### Tugas
Menurut teks tentang kajian BMKG mengenai cuaca dan COVID-19, berapa kisaran suhu rata-rata di Indonesia?

### Teks yang ditampilkan
::::
BMKG Lakukan Kajian Hubungan Antara Cuaca dan COVID-19
Redaktur: Satmoko Budi Santoso
Ia menyatakan meningkatnya kasus pada gelombang kedua saat ini di Indonesia tampaknya lebih kuat dipengaruhi oleh pengaruh pergerakan atau mobilitas manusia dan interaksi sosial.
“Dari hasil kajian, disampaikan pula bahwa kondisi cuaca atau iklim serta kondisi geografi kepulauan di Indonesia, sebenarnya relatif lebih rendah risikonya untuk berkembangnya wabah COVID-19. Namun fakta menunjukkan terjadinya lonjakan kasus COVID-19 di Indonesia sejak awal bulan Maret 2020,” ucapnya.
Indonesia yang juga terletak di sekitar garis khatulistiwa dengan suhu rata-rata berkisar antara 27- 30 derajat celcius dan kelembaban udara berkisar antara 70 – 95 persen, dari kajian literatur sebenarnya merupakan lingkungan yang cenderung tidak ideal untuk out break COVID-19.
“Fakta menunjukkan bahwa kasus Gelombang ke-2 COVID-19 telah menyebar di Indonesia sejak awal Maret 2020 yang lalu. Hal tersebut diduga akibat faktor mobilitas manusia dan interaksi sosial yang lebih kuat berpengaruh, daripada faktor cuaca dalam penyebaran wabah Covid-19 di Indonesia,” ucapnya lagi.
Berdasarkan fakta dan kajian terhadap beberapa penelitian sebelumnya, bahwa apabila mobilitas penduduk dan interaksi sosial ini benar-benar dapat dibatasi, disertai dengan intervensi kesehatan masyarakat maka faktor suhu dan kelembaban udara dapat menjadi faktor pendukung dalam memitigasi atau mengurangi risiko penyebaran wabah tersebut.
::::
[Deskripsi wilayah dalam bahasa alami]

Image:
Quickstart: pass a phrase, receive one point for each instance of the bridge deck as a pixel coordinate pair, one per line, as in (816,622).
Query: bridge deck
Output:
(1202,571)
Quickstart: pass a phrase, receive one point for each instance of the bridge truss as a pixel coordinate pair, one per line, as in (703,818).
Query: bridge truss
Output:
::::
### Hasil
Antara 27 hingga 30 derajat Celsius.